• _Try it_
For the data that follows, return each line unchanged and drop the pictures.

Segment Open

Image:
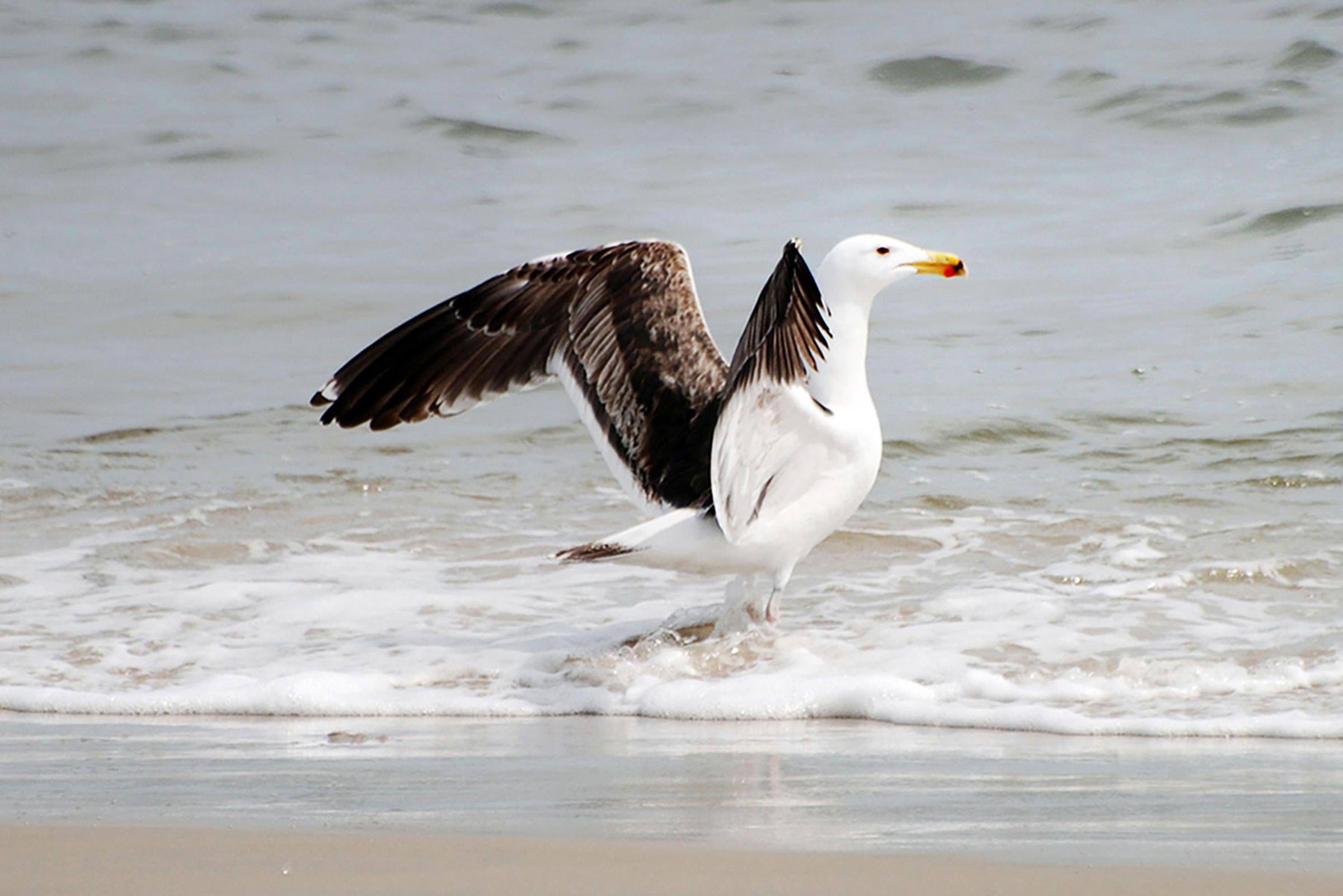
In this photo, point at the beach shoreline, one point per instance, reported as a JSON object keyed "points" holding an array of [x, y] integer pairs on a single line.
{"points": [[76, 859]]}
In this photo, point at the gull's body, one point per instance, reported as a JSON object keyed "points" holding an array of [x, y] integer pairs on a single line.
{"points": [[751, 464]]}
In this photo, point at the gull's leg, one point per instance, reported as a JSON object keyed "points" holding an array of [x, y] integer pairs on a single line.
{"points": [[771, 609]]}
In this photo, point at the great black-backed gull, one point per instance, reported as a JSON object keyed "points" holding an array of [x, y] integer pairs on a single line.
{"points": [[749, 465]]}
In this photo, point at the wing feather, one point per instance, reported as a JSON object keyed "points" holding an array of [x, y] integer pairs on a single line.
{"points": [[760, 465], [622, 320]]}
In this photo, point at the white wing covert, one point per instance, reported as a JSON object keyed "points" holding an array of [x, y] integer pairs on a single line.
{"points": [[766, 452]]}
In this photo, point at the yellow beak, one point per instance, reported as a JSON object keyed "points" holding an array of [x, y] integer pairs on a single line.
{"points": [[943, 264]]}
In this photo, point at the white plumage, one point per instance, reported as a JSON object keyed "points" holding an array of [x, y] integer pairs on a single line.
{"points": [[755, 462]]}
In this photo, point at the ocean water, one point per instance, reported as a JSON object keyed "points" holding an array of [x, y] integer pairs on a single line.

Segment Closed

• _Reply to the task_
Image:
In this photo, point at the beach shoreline, one point per instance, reported as a JSON object keyed "points" holding an array of [x, y] integer pairs on a single line.
{"points": [[76, 859]]}
In this photo, point at the gull's body, one point per instance, reported as a JSON object keyed "points" holding an array of [x, y] integer pairs on a single line.
{"points": [[751, 464]]}
In this photo, point at the gull's leg, one point per instance, reported as a JSON object keyed "points" holding an array of [x, y] integer pairs on a single line.
{"points": [[771, 609]]}
In this photo, point at the great black-backed gull, one point per instance, reported as a JSON object keyed "points" holding an array of [x, y] integer pairs on a single line.
{"points": [[749, 465]]}
In this photo, point at the wing feather, one point per instance, reported as a JSON object keyed "points" holding an array of [x, y] integer pairs on a single line.
{"points": [[760, 465], [622, 320]]}
In this photo, point at the white wing covert, one point per instance, reported as a JSON object keyed "points" holding an array of [x, y] integer pairs on a single line.
{"points": [[766, 452]]}
In this photo, point at the yellow beak, one point per instance, reported as a JSON object keyed "points" holding an array of [x, y] integer pairs on a single line.
{"points": [[943, 264]]}
In this photo, point at the white plumage, one point per instance, reported as a JSON object keyed "points" holding an array of [x, y] integer pairs on a single line.
{"points": [[755, 462]]}
In this photo, point at the ocean water, one point per instance, reported as a JSON object keyed "points" holding an array of [x, y] integer pairs on a single line.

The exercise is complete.